Your objective >>
Copy all of the records word for word.
--- Data listing Enclosed Below ---
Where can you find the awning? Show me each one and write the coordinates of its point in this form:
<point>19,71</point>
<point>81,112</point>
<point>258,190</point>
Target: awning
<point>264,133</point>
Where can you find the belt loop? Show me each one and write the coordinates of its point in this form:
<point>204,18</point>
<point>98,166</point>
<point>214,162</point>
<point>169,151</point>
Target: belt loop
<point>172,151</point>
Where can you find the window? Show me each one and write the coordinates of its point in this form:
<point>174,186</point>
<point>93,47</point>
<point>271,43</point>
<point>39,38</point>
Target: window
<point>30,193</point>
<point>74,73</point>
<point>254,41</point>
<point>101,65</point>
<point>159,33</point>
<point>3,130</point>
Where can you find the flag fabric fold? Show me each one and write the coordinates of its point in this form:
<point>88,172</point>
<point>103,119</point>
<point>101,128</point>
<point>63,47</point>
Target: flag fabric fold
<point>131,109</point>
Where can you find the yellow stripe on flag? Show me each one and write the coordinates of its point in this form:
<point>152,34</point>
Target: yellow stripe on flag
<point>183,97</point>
--- End of Enclosed Data listing ---
Answer to this problem >>
Where can you find the awning? Show me each one and write the coordinates of its point in this form:
<point>19,71</point>
<point>81,112</point>
<point>258,190</point>
Target: awning
<point>264,133</point>
Where can you find the belt loop? Show me each one and write the coordinates of its point in this form:
<point>204,18</point>
<point>98,166</point>
<point>214,162</point>
<point>169,151</point>
Target: belt loop
<point>172,151</point>
Where can you find the window? Show me each one and write the coordinates of its point in this form:
<point>174,186</point>
<point>93,47</point>
<point>271,43</point>
<point>39,38</point>
Target: window
<point>30,193</point>
<point>74,73</point>
<point>254,41</point>
<point>101,65</point>
<point>159,33</point>
<point>3,130</point>
Where can you find the flag fabric fold? Show me each one and write the coordinates of its point in this form:
<point>88,172</point>
<point>103,119</point>
<point>101,128</point>
<point>63,47</point>
Target: flag fabric fold
<point>131,109</point>
Where can you find the yellow stripe on flag? Show me each one and write the coordinates of its point in this form:
<point>152,34</point>
Target: yellow stripe on flag
<point>183,97</point>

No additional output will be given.